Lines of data
-- start --
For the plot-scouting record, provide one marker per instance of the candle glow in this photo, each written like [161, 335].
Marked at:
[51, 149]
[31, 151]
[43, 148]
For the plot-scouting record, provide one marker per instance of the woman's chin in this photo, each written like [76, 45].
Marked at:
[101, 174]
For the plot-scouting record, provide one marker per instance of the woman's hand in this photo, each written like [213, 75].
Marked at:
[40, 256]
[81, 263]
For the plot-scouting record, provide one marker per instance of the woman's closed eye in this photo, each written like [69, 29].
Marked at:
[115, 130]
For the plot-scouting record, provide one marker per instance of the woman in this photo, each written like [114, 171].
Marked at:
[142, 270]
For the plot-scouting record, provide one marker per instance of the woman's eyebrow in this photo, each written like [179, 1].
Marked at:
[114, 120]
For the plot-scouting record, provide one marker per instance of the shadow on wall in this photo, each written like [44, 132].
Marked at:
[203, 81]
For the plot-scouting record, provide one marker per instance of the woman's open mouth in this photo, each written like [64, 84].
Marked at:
-- end --
-- start --
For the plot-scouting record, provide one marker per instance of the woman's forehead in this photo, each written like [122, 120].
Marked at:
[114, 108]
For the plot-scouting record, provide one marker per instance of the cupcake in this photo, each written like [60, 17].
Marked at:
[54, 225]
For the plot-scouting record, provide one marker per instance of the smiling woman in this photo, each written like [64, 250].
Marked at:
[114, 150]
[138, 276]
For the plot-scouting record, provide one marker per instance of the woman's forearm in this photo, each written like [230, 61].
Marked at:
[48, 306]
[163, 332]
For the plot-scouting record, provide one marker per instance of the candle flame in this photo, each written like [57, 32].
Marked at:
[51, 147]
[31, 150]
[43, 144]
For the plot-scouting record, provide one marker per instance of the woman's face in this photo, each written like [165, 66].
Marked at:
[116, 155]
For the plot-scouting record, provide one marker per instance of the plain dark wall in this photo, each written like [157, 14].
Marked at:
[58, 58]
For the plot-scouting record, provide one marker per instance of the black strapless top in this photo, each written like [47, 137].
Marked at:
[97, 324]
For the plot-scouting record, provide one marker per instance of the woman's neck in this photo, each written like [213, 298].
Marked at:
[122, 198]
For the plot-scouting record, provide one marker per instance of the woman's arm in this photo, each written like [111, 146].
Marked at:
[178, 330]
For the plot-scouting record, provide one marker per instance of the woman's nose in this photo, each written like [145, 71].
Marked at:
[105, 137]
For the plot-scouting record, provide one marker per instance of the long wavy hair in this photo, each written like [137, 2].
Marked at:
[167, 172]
-- end --
-- start --
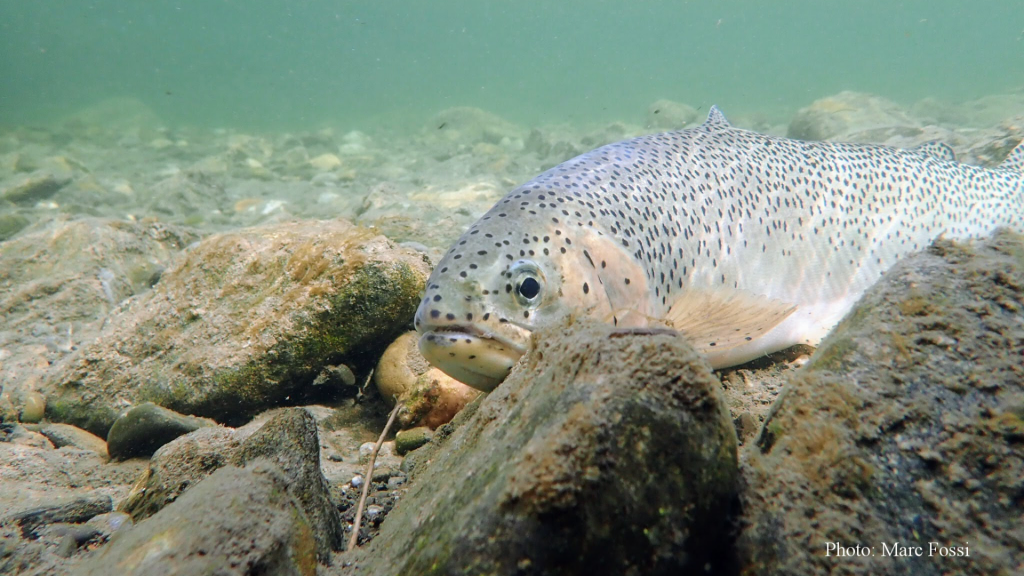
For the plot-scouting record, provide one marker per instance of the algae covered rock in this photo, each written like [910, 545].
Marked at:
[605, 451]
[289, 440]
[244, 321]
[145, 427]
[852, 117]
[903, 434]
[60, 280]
-- end --
Return, copied in full, every line of the data above that contains the word "candle".

- RESULT -
For the plot-scouting record, provide one marker per instance of the candle glow in this photo, each written like [161, 335].
For the plot-scouting record, provide one marker per instance of the candle flame in this photo, each written like [57, 32].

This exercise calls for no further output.